**TEXT SECTION:**
The hijab controversy has all the trappings of the same previous “create anarchy” projects. Visuals on social media like the one depicting a lone Muslim girl confronting a swarm of saffron clad male students chanting “Jai Shri Ram” are meant to evoke sympathy by playing up the gender card. Reports are now emerging that the video was allegedly doctored, and that the Muslim girl allegedly actually taunted the male students, provoking a response that could be filmed. The organisation of solidarity marches across the country supported by a section of the clergy (in Ludhiana, imams of 80 mosques organised a hijab march on 12 January) may be presented as further evidence of a planned effort to disrupt normalcy in the country. The Karnataka government did well to close down educational institutions and ban protests in their vicinity, so as to prevent anti-social elements from exploiting the situation.
No community should seek to forcefully stamp its dominance on the narrative of a nation.
Opposition to the Vande Mataram by a section of the Muslim community led to it being shelved as the national anthem, despite the song being the unanimous choice of almost all Indians. Loudspeakers blaring out calls for prayer, and occupying public places to offer prayers with little regard for public convenience are so commonplace that we take it as normal, when in a secular country, no faith can claim precedence over the rest.

**STUDY QUESTIONS:**
- 1) Repeat word for word the stretch of the piece on the hijab controversy from "Opposition to the" through "over the rest.".
- 2) The final paragraph of the piece on the hijab controversy cites several practices. List each one.
- 3) Resume the piece on the hijab controversy after its last sentence and write what comes next.

**ENTRIES PROVIDED:**

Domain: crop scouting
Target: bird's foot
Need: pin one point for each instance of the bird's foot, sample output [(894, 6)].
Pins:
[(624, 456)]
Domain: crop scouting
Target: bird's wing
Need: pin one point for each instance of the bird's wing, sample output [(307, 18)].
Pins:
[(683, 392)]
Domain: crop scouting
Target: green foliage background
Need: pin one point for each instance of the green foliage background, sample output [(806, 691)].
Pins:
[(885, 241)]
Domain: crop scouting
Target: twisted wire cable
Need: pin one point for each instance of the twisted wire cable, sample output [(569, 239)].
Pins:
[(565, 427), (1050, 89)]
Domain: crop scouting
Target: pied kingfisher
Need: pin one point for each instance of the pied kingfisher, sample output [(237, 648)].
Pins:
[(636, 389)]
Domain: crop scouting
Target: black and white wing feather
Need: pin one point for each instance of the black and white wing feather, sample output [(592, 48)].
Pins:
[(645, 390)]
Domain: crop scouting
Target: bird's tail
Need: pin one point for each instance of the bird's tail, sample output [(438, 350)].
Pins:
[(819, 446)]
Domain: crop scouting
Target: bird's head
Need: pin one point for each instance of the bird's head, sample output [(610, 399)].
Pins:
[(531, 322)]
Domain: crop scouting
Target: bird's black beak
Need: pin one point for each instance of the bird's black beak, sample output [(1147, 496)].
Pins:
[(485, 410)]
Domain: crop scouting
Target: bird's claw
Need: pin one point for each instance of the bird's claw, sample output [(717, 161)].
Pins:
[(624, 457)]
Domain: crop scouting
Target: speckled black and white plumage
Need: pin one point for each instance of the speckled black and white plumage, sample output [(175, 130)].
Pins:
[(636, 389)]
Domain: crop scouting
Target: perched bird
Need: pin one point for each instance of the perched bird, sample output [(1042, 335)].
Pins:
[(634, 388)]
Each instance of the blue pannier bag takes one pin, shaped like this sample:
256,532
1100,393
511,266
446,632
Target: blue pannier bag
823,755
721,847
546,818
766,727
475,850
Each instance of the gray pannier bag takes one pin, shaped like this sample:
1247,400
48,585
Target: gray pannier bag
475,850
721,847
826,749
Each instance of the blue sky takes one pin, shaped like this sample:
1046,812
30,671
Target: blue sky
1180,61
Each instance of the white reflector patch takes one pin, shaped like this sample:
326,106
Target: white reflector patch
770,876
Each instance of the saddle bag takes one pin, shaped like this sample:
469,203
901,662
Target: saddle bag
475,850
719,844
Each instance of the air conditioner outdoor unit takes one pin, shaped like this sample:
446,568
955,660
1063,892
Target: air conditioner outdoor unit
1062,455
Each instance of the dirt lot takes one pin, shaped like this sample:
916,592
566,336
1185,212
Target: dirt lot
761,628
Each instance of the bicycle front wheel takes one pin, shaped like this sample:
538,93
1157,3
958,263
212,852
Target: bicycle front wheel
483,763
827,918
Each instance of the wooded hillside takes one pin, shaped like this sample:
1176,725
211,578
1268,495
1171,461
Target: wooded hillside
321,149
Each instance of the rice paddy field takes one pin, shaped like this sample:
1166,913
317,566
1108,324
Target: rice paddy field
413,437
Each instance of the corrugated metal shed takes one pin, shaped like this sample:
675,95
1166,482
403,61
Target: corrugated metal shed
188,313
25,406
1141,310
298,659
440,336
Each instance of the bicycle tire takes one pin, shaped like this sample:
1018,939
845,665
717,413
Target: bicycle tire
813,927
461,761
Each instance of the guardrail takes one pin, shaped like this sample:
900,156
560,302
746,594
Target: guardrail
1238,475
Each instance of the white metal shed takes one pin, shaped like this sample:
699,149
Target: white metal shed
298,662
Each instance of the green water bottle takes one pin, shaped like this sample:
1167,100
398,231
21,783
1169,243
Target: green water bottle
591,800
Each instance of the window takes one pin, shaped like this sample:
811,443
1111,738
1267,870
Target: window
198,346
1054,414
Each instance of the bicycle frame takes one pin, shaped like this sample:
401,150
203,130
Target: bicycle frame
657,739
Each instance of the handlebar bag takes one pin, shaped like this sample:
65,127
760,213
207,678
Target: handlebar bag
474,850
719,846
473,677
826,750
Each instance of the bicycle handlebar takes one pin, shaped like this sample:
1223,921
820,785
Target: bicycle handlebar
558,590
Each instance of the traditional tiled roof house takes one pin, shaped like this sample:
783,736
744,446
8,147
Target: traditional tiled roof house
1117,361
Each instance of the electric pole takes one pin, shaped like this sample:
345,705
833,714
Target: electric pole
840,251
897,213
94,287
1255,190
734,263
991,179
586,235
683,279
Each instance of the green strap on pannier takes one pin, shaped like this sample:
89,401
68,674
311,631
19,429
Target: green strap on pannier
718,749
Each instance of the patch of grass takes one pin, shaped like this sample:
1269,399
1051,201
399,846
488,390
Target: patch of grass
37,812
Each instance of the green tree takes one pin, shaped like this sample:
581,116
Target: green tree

**RESPONSES TO THE EXERCISE:**
- 1)
Opposition to the Vande Mataram by a section of the Muslim community led to it being shelved as the national anthem, despite the song being the unanimous choice of almost all Indians. Loudspeakers blaring out calls for prayer, and occupying public places to offer prayers with little regard for public convenience are so commonplace that we take it as normal, when in a secular country, no faith can claim precedence over the rest.

- 2)
- Opposition to the Vande Mataram by a section of the Muslim community
- Loudspeakers blaring out calls for prayer
- Occupying public places to offer prayers with little regard for public convenience

- 3)
One needs to be careful in extending support to a cause whose motives are suspect and one which perpetuates patriarchy. For once noted columnist Tavleen Singh appeared to be on the right side of the divide. She summed up the protest with remarkable clarity of thought: “The protest is no longer about Muslim girls being denied access to education but Muslim girls becoming unwitting pawns of political forces whose ideology and ideas are the opposite of the ideas that define India in our Constitution.”
The issue is sub-judice. Like any civilised people, we need to wait patiently for the verdict of the High Court. Agreed, protest is an inherent right in a democracy. But to resort to protest at the drop of every pin makes a mockery of this democratic principle, and risks turning India into a mobocracy rather than a democracy. That cannot be allowed to happen.